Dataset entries
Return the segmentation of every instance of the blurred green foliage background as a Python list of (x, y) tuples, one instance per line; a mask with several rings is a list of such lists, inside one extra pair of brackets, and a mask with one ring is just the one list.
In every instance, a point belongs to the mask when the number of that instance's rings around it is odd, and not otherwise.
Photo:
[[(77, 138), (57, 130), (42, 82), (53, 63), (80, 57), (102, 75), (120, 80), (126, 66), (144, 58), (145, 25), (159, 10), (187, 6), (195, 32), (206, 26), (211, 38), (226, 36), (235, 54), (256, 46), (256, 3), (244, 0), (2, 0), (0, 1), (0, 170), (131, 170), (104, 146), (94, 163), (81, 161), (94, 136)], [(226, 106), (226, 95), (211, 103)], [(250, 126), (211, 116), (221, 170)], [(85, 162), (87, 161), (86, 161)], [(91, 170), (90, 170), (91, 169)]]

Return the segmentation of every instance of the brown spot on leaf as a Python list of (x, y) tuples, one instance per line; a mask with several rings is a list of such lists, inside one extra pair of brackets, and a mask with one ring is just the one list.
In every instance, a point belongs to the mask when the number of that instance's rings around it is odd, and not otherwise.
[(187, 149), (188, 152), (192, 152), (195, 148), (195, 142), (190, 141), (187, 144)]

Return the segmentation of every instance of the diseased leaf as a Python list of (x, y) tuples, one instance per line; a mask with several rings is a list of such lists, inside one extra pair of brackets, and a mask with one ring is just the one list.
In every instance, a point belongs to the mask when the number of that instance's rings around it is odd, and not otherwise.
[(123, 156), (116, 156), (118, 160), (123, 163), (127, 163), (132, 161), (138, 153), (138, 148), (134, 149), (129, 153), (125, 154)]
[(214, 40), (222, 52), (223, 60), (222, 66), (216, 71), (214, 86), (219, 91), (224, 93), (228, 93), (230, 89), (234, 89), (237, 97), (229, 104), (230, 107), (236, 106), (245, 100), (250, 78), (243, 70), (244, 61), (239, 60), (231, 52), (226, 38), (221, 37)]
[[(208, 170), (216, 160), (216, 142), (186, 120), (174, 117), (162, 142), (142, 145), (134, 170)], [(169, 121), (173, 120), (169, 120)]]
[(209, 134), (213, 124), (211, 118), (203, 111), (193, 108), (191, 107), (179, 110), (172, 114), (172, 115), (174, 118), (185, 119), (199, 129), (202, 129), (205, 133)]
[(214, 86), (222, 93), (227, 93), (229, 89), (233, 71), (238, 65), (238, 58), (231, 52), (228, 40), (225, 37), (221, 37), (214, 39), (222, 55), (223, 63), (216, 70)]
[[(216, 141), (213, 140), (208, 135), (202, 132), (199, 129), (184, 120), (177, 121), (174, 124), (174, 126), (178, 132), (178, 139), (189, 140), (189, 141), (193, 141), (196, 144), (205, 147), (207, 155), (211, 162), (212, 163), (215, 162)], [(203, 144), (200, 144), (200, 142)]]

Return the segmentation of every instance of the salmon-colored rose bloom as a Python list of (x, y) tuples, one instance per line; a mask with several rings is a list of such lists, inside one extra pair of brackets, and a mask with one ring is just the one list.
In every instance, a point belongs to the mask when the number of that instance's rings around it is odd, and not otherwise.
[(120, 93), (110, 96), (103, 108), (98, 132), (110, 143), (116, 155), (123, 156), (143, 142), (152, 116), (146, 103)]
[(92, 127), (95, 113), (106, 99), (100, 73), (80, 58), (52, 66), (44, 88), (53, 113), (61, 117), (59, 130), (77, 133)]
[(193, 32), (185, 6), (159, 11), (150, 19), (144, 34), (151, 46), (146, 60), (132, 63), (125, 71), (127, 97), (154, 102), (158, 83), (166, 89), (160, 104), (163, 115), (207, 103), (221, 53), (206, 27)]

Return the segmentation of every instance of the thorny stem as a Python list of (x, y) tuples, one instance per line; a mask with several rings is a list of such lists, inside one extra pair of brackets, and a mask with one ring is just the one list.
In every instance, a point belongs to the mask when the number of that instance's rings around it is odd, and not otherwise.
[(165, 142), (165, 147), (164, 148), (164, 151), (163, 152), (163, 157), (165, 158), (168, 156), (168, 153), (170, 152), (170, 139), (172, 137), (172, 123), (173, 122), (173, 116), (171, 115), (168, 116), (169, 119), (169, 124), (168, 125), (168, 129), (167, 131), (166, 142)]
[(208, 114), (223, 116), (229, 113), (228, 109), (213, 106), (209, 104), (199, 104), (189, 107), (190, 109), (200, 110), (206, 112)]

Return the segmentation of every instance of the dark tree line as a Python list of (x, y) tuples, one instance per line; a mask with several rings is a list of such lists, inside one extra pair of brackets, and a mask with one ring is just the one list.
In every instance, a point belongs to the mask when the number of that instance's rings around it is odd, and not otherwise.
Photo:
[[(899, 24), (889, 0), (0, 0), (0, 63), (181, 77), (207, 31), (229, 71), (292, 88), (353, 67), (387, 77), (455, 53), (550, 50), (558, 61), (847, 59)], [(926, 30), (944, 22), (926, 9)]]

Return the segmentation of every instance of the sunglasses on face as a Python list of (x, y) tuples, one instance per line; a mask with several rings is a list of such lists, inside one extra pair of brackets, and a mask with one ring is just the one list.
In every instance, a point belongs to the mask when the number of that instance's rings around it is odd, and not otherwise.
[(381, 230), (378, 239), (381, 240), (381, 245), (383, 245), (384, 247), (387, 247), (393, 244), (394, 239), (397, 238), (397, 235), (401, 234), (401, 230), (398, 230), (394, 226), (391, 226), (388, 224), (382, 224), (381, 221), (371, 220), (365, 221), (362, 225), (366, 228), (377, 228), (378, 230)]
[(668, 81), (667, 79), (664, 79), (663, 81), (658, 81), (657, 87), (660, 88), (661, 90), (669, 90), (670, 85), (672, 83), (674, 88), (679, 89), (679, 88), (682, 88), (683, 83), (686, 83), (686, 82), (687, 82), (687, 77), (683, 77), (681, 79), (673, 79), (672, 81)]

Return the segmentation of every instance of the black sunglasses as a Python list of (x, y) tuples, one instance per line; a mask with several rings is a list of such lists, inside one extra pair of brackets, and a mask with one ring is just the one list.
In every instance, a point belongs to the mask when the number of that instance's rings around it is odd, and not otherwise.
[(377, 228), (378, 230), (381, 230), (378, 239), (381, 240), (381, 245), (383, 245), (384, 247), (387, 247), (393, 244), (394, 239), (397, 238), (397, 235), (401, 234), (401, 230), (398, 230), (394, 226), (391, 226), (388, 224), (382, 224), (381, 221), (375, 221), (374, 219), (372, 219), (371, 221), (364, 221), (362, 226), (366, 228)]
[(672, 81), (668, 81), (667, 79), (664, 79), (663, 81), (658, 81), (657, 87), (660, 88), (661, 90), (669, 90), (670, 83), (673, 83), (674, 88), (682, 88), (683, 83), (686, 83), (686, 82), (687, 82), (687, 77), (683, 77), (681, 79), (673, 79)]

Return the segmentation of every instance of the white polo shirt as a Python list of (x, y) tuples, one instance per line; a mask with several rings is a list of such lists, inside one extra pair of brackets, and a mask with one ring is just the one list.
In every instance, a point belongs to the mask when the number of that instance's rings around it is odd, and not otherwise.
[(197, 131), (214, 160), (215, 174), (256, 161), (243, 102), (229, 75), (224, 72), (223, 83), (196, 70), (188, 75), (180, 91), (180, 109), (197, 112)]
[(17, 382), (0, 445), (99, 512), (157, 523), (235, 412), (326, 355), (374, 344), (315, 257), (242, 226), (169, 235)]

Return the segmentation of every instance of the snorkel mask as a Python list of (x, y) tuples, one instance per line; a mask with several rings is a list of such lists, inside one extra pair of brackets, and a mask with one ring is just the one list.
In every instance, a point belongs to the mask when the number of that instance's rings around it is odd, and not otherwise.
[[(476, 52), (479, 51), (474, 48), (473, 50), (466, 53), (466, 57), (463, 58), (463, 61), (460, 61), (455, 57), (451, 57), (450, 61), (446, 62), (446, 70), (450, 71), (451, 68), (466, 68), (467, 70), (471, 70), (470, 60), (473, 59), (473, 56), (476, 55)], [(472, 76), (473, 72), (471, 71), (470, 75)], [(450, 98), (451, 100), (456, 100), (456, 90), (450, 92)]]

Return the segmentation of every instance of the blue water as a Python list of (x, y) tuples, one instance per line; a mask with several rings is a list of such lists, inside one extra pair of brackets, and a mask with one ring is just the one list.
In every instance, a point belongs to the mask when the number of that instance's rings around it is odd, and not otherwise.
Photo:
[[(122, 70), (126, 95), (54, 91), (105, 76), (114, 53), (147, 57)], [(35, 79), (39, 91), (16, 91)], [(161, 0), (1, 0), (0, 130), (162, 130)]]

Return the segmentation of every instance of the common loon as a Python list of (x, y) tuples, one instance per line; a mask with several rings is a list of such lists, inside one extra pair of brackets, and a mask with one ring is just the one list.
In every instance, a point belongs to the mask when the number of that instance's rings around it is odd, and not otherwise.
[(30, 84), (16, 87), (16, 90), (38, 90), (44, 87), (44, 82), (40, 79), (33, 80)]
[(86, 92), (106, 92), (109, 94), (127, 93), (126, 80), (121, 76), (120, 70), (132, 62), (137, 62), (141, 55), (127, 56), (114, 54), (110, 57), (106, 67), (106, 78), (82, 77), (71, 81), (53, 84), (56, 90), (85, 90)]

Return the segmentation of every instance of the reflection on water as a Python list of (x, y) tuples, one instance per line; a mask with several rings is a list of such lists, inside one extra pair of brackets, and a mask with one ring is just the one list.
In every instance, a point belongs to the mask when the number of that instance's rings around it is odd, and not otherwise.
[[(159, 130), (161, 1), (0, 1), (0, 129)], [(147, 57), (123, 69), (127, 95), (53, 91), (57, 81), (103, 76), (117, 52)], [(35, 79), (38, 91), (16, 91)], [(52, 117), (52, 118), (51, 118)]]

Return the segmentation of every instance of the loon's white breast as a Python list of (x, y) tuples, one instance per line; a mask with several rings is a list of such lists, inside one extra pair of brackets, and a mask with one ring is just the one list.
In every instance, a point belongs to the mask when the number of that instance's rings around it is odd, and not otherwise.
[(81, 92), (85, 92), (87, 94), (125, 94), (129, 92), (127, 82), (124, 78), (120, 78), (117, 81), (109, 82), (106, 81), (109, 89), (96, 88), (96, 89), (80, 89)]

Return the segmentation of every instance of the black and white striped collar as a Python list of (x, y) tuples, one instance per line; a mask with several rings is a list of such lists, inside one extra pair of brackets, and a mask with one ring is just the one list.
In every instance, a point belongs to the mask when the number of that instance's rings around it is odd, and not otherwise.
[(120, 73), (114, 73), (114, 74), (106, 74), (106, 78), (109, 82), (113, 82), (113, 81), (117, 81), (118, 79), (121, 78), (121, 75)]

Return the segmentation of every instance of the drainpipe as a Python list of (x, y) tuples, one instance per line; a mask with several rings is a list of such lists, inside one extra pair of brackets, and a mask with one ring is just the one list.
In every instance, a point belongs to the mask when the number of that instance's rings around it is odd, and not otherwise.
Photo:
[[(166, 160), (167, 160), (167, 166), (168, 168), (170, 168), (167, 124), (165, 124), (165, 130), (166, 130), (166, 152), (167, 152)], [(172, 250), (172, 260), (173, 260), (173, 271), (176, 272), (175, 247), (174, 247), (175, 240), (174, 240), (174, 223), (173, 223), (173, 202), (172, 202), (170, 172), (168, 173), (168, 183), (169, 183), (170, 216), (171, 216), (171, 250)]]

WHAT TO PRODUCE >> Can you give the lines above, starting at the one containing "Return the segmentation of every instance of the loon's" and ending at the last line of the entries, as a Markdown table with the columns Number and Content, one numbered row per line, leaving out blank lines?

THE COMPLETED TASK >>
| Number | Content |
|---|---|
| 1 | Return the segmentation of every instance of the loon's white breast as a Python list of (x, y) tuples, one instance per line; a mask with several rings is a list of such lists, inside one extra pair of brackets, and a mask with one ring is just the one list. |
| 2 | In every instance, a point belongs to the mask when the number of that instance's rings around it is odd, and not otherwise. |
| 3 | [(81, 92), (85, 92), (87, 94), (125, 94), (129, 92), (127, 82), (124, 78), (120, 78), (117, 81), (109, 82), (106, 81), (109, 89), (96, 88), (96, 89), (80, 89)] |
| 4 | Return the segmentation of every instance of the black and white striped collar as a Python list of (x, y) tuples, one instance per line; a mask with several rings is a list of such lists, inside one extra pair of brackets, and a mask with one ring is just the one list. |
| 5 | In every instance, a point belongs to the mask when the number of that instance's rings around it is odd, and not otherwise. |
| 6 | [(120, 73), (114, 73), (114, 74), (106, 74), (106, 78), (109, 82), (113, 82), (113, 81), (117, 81), (118, 79), (121, 78), (121, 75)] |
| 7 | Return the segmentation of every instance of the drainpipe as a Python list of (x, y) tuples, one instance per line; a mask with several rings is a list of such lists, inside one extra pair of brackets, and a mask with one ring is just the one list. |
| 8 | In every instance, a point belongs to the mask when the number of that instance's rings around it is odd, and not otherwise. |
| 9 | Photo: |
| 10 | [[(166, 160), (167, 160), (167, 166), (168, 168), (170, 168), (167, 124), (165, 124), (165, 130), (166, 130), (166, 152), (167, 152)], [(172, 250), (172, 260), (173, 260), (173, 271), (176, 272), (175, 247), (174, 247), (175, 240), (174, 240), (174, 223), (173, 223), (173, 202), (172, 202), (170, 172), (168, 173), (168, 183), (169, 183), (170, 216), (171, 216), (171, 250)]] |